> **Problem description**: Please rewrite the part of the data that opens with the line containing "For every instance of the girl wearing" and runs through the end of the data as a Markdown table with the columns Row and Line, numbering each line and leaving out blank lines.

> **The input**:
• • • •

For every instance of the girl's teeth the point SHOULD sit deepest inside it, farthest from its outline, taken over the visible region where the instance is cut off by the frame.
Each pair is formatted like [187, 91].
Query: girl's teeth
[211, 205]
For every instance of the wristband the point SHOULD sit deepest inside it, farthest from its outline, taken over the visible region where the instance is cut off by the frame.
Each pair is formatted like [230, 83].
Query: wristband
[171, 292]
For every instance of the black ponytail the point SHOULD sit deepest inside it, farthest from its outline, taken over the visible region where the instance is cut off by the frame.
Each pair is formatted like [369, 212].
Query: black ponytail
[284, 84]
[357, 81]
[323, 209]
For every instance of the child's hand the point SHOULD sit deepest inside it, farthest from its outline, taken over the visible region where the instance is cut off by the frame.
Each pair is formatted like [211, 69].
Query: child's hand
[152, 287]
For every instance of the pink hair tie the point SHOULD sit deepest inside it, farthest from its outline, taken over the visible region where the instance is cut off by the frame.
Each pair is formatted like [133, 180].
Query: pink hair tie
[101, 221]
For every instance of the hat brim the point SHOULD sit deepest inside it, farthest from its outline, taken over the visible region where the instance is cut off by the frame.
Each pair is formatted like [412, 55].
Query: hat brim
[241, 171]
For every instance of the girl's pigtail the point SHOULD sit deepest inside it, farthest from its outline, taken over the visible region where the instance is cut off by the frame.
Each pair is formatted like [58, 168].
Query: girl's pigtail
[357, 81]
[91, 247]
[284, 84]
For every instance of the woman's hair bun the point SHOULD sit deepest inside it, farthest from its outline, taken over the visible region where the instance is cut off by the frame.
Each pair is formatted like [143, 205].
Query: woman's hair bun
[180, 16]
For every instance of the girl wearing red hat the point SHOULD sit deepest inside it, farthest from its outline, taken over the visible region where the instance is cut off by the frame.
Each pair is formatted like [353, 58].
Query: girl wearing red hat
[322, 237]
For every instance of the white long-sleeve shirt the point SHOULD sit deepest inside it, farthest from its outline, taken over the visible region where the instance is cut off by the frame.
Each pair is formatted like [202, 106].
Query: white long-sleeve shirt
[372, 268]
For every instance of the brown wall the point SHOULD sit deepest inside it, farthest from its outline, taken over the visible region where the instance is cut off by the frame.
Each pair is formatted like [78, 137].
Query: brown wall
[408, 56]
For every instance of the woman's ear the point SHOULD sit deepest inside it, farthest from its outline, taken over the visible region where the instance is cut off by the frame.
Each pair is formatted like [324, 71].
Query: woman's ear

• • • •

> **Exercise solution**:
| Row | Line |
|---|---|
| 1 | For every instance of the girl wearing red hat the point SHOULD sit deepest inside it, farthest from its outline, taken over the visible region where the instance is cut off by the frame. |
| 2 | Each pair is formatted like [353, 58]. |
| 3 | Query: girl wearing red hat |
| 4 | [322, 237] |
| 5 | For every instance of the white long-sleeve shirt the point SHOULD sit deepest inside it, farthest from its outline, taken over the visible region where the instance is cut off by the frame. |
| 6 | Each pair is formatted like [202, 106]. |
| 7 | Query: white long-sleeve shirt |
| 8 | [372, 268] |
| 9 | For every instance of the brown wall the point SHOULD sit deepest inside it, farthest from its outline, taken over the visible region where the instance is cut off by the frame. |
| 10 | Each pair is formatted like [78, 137]. |
| 11 | Query: brown wall |
| 12 | [408, 56] |
| 13 | For every instance of the woman's ear the point SHOULD sit deepest inside it, farthest from its outline, taken over the visible region where the instance is cut off by the frame. |
| 14 | Each pair is formatted like [324, 71]. |
| 15 | Query: woman's ear |